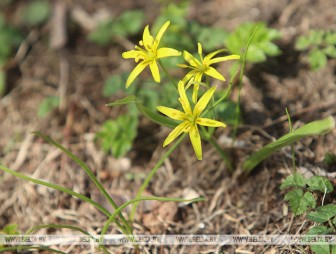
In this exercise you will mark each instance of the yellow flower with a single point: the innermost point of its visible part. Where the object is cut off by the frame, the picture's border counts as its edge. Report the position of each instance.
(148, 54)
(202, 67)
(191, 119)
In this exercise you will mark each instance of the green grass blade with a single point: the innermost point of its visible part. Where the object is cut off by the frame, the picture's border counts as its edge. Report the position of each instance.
(128, 99)
(313, 128)
(34, 229)
(56, 187)
(135, 200)
(90, 174)
(50, 250)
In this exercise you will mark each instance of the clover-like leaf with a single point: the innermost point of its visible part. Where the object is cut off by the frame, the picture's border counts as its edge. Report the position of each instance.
(320, 183)
(295, 180)
(322, 213)
(299, 201)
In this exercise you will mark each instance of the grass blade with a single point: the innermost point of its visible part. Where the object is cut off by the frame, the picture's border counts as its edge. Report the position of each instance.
(56, 187)
(313, 128)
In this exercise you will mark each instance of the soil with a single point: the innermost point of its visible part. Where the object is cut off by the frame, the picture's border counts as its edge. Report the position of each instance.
(76, 69)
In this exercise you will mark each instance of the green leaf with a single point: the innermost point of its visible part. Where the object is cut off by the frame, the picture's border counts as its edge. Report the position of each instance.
(47, 105)
(322, 213)
(151, 115)
(226, 111)
(261, 45)
(36, 12)
(318, 230)
(330, 51)
(300, 202)
(295, 180)
(117, 136)
(10, 229)
(302, 43)
(321, 248)
(313, 128)
(317, 59)
(320, 183)
(330, 38)
(128, 99)
(329, 159)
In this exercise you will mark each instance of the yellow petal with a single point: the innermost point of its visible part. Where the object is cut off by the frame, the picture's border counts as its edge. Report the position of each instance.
(208, 57)
(210, 122)
(195, 93)
(183, 98)
(203, 101)
(147, 39)
(161, 32)
(189, 77)
(224, 58)
(130, 54)
(214, 73)
(183, 127)
(196, 141)
(137, 70)
(155, 71)
(172, 113)
(166, 52)
(191, 59)
(200, 51)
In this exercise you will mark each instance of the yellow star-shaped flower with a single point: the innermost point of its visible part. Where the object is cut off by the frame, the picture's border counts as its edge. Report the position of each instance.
(148, 52)
(202, 67)
(191, 119)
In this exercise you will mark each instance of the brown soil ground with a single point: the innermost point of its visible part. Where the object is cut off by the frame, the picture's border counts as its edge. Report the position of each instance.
(235, 204)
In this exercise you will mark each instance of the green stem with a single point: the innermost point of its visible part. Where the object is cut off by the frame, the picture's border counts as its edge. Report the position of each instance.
(292, 145)
(34, 229)
(136, 200)
(167, 74)
(152, 173)
(50, 250)
(240, 85)
(88, 171)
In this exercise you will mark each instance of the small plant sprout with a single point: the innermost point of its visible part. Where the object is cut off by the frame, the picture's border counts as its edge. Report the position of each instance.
(191, 119)
(148, 53)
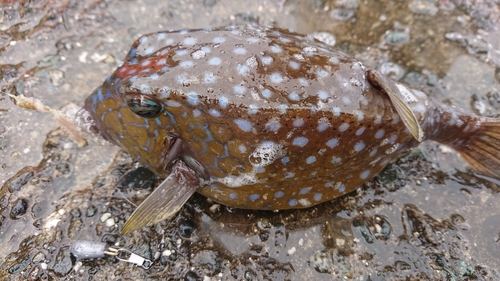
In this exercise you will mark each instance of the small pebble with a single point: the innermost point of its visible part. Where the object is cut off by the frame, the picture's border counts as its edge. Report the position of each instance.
(105, 217)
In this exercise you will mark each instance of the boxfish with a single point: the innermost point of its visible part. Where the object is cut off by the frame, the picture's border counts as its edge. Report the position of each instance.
(265, 118)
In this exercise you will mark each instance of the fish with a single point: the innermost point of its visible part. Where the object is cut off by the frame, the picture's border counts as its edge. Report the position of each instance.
(265, 118)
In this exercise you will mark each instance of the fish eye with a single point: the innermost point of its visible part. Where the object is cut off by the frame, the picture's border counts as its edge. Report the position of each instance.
(144, 106)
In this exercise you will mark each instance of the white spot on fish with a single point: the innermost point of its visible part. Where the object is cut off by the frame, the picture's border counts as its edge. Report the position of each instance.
(346, 100)
(276, 78)
(214, 113)
(336, 111)
(266, 93)
(343, 127)
(276, 49)
(298, 122)
(336, 160)
(187, 64)
(317, 196)
(305, 190)
(299, 57)
(242, 148)
(304, 202)
(310, 159)
(360, 131)
(243, 124)
(392, 149)
(215, 61)
(323, 124)
(240, 51)
(332, 142)
(273, 124)
(294, 65)
(193, 98)
(266, 153)
(219, 40)
(360, 145)
(322, 94)
(364, 175)
(379, 134)
(190, 41)
(294, 96)
(300, 141)
(239, 90)
(267, 60)
(252, 62)
(279, 194)
(223, 102)
(209, 77)
(198, 54)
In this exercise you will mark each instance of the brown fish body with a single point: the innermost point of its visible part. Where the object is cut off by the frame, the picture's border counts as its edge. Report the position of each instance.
(268, 119)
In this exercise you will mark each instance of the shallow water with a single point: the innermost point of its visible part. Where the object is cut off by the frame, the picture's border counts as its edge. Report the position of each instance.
(427, 217)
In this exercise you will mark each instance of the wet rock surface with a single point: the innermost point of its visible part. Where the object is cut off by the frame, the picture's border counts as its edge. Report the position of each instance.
(425, 217)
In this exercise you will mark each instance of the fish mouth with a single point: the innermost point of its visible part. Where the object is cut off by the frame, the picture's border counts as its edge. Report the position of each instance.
(85, 120)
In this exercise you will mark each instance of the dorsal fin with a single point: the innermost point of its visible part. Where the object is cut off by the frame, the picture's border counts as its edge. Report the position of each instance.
(379, 81)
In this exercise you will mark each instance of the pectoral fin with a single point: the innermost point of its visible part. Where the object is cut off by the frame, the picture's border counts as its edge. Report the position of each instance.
(378, 80)
(166, 200)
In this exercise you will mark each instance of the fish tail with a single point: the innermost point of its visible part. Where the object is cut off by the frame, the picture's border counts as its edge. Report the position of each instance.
(475, 138)
(482, 149)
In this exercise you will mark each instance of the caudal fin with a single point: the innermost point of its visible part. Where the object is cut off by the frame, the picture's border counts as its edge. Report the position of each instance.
(482, 149)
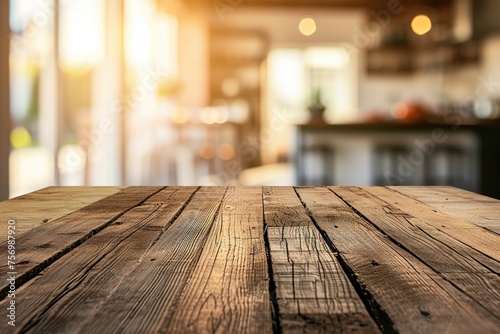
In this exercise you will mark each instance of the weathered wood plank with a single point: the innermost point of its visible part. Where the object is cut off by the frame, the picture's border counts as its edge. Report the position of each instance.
(405, 294)
(314, 294)
(229, 289)
(147, 298)
(279, 212)
(65, 294)
(39, 247)
(470, 234)
(477, 209)
(473, 272)
(42, 206)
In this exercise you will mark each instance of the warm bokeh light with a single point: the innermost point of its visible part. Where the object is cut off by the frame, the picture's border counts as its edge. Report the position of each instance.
(421, 24)
(82, 33)
(307, 26)
(139, 31)
(180, 115)
(20, 137)
(226, 151)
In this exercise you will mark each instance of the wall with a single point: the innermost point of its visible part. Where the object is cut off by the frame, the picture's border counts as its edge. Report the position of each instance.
(5, 124)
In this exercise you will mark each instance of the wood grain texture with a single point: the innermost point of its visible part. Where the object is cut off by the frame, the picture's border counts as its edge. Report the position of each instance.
(65, 294)
(469, 270)
(42, 206)
(477, 209)
(147, 298)
(229, 288)
(40, 246)
(314, 294)
(470, 234)
(405, 294)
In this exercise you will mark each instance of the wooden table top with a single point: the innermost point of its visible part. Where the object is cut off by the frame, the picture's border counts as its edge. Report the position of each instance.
(251, 260)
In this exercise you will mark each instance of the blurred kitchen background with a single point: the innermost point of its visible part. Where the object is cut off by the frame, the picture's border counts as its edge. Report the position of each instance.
(249, 92)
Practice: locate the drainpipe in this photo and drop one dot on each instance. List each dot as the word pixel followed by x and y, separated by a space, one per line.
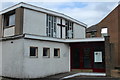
pixel 107 56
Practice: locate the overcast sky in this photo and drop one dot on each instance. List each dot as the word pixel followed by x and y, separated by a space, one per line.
pixel 89 13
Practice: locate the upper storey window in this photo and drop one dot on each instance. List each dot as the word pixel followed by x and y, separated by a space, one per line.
pixel 51 26
pixel 69 29
pixel 104 32
pixel 9 19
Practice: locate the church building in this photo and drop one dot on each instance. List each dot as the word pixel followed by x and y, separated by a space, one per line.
pixel 37 42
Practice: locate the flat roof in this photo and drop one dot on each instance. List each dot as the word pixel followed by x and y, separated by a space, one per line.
pixel 25 5
pixel 36 37
pixel 45 38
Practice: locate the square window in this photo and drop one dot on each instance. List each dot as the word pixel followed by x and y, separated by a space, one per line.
pixel 33 51
pixel 46 52
pixel 57 52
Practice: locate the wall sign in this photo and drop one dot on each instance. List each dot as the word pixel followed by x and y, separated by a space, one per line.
pixel 98 56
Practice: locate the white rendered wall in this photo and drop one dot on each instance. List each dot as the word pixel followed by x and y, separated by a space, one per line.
pixel 78 31
pixel 12 58
pixel 41 66
pixel 34 22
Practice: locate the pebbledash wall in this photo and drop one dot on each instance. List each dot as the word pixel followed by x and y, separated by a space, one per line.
pixel 17 63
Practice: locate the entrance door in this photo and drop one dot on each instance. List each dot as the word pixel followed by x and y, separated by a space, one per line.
pixel 87 59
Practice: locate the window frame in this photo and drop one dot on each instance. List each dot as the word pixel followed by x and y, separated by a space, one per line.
pixel 7 19
pixel 48 54
pixel 58 50
pixel 36 54
pixel 103 34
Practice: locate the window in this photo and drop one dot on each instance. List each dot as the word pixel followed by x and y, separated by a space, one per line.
pixel 104 32
pixel 69 29
pixel 46 52
pixel 9 20
pixel 51 26
pixel 33 51
pixel 93 34
pixel 57 52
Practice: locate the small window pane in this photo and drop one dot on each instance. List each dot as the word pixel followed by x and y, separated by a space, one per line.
pixel 12 20
pixel 104 32
pixel 33 51
pixel 56 52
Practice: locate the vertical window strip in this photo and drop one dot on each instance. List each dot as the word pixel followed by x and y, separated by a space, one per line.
pixel 51 26
pixel 69 29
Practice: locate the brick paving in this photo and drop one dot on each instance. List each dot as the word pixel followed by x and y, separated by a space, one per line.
pixel 61 75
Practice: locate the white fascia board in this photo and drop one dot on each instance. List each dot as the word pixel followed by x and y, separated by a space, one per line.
pixel 10 8
pixel 42 10
pixel 53 13
pixel 44 38
pixel 85 40
pixel 63 40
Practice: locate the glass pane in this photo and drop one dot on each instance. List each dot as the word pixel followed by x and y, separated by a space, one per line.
pixel 32 51
pixel 87 58
pixel 12 20
pixel 76 58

— INSTRUCTIONS FOR THE TASK —
Return, with nothing added or dropped, the line containing "Practice: locate the brick" and every line after it to the end of the listing above.

— EXERCISE ANSWER —
Practice: locate the brick paving in this photo and drop one dot on each instance. List each dot as the word pixel followed by x and y, separated by a space, one per line.
pixel 61 75
Practice: locate the white fascia board in this photo and drop one dot on each instance. List each dot as the word pixel followed by x and y, separated by a space, one per line.
pixel 10 8
pixel 42 10
pixel 53 13
pixel 44 38
pixel 85 40
pixel 63 40
Practice: locate the glass pane in this photo and drop one dot on each instance. List each dot as the word pixel followed by x and y, separated by a space, one per line.
pixel 32 51
pixel 87 58
pixel 12 20
pixel 76 58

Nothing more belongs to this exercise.